>>>>

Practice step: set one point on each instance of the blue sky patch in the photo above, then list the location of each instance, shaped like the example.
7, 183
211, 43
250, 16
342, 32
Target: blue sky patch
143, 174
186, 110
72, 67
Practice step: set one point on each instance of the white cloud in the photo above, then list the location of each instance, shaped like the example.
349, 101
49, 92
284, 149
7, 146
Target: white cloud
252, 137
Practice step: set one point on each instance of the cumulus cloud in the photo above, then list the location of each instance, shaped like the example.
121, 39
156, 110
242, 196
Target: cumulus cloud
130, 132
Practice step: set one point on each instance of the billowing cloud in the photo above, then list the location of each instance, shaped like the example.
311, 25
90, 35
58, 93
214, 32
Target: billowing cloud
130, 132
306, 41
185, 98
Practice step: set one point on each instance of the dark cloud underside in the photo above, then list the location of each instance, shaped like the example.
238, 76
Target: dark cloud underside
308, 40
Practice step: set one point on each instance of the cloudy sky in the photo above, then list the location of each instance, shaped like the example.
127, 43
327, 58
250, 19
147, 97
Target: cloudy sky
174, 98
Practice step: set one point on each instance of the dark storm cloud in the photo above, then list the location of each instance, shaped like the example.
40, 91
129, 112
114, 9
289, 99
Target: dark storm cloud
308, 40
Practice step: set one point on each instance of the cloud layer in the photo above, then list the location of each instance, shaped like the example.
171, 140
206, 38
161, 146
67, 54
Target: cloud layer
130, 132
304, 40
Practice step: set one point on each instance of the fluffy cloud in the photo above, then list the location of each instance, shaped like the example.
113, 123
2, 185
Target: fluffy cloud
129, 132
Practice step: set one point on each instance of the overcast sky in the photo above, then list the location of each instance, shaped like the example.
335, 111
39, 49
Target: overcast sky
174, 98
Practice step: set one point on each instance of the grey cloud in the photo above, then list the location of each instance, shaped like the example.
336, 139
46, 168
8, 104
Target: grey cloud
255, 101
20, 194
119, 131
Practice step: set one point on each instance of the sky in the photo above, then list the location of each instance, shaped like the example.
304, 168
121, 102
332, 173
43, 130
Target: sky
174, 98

<<<<

- TASK STATEMENT: In the entries from the line containing "Practice step: set one point on each instance of the sky" through the end of the entries, inclusive, change "sky" to "horizon" and leave everything else the same. Give back only those lines.

- EXERCISE RESPONSE:
Practice step: set one point on each instance of the horizon in the photo above, then list the location of each instance, shaped like the example.
304, 168
121, 102
332, 173
43, 130
Target: horizon
174, 98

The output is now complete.